> What you should do
Please write out the complete listing that follows, exactly as it reads.
·····
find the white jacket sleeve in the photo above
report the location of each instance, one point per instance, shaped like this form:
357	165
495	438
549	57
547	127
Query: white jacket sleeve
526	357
·····
> Expected answer
find the white jacket sleeve in the photo above
report the location of each instance, one point per instance, shaped like this form:
357	165
495	438
549	57
547	127
Query: white jacket sleeve
526	357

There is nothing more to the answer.